Extract provided below:
But one event at Cop26 will raise the spirits. The NHS, far out ahead, will make a key presentation to the world’s other health systems to show what can be done. The NHS is responsible for 5% of the UK’s carbon emissions: the recently departed head of NHS England, Simon Stevens, put climate targets firmly into the NHS long-term plan, warning: “If health services across the world were their own country, they’d be the fifth-largest emitter on the planet.”

You might think going green was the last thing the NHS could do right now, after its decade of unprecedented underfunding, with waiting lists going through the roof, acute doctor and nurse shortages, and burnt-out staff being awarded paltry pay rises. But no. Jackie Daniel, head of Newcastle upon Tyne hospitals, has pioneered the green cause within the NHS and is making the Cop26 presentation to world health services. “A few, exhausted trusts did think this was the last thing they could cope with now,” she tells me. “But astonishingly, nearly everywhere has seized on this. We’ve found it’s something that really enthuses staff, and they have been the ones driving it forward.”

We also know that the NHS is very equitable, most fair and offers equal access to all. All quite possibly desirable attributes of a health care system.
End of Extract provided.
Listed entries below:
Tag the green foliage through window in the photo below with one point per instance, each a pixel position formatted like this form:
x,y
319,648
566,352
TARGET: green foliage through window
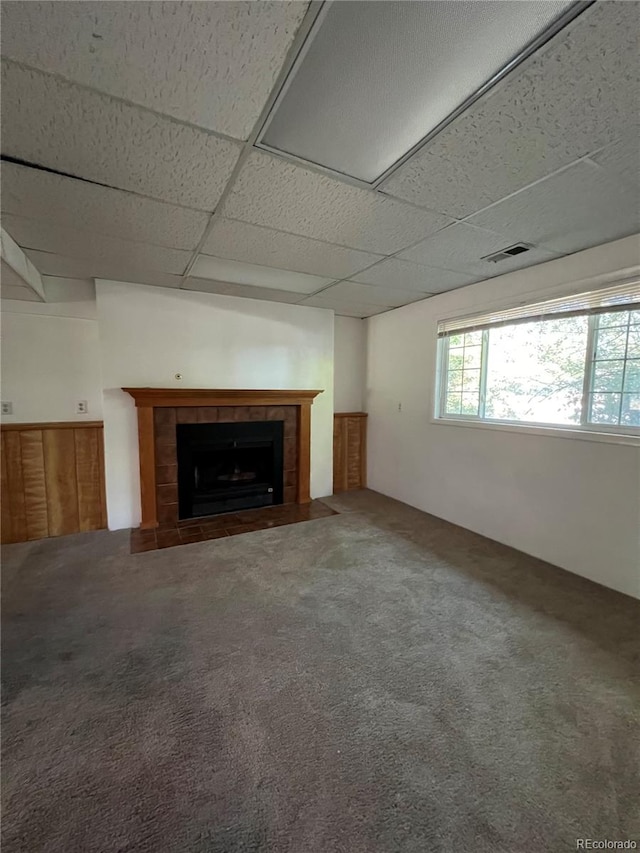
x,y
580,370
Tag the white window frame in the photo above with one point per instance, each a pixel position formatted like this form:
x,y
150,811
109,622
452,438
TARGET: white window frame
x,y
612,433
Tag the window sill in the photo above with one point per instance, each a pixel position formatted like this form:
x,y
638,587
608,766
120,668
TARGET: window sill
x,y
628,438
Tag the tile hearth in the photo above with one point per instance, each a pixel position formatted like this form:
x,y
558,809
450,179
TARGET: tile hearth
x,y
227,524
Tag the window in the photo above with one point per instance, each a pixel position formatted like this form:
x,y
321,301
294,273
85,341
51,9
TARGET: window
x,y
567,362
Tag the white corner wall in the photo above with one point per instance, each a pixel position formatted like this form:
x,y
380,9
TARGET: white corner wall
x,y
149,334
350,364
50,362
567,500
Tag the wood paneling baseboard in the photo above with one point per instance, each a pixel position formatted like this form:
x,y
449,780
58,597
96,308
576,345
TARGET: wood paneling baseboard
x,y
52,480
349,451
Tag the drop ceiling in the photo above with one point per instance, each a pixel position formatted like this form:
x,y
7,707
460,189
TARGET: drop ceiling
x,y
131,134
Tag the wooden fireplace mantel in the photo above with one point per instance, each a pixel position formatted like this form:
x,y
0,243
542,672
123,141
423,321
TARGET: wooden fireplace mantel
x,y
159,397
148,399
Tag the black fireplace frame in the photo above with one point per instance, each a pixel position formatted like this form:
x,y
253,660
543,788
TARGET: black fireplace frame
x,y
192,438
End of Listed entries.
Exercise details
What pressures on the NHS does the excerpt on the NHS and Cop26 list as reasons going green might seem the last thing it could do? The entries are separate material and have no connection to the NHS excerpt.

Response to the exercise
- A decade of unprecedented underfunding
- Waiting lists going through the roof
- Acute doctor and nurse shortages
- Burnt-out staff being awarded paltry pay rises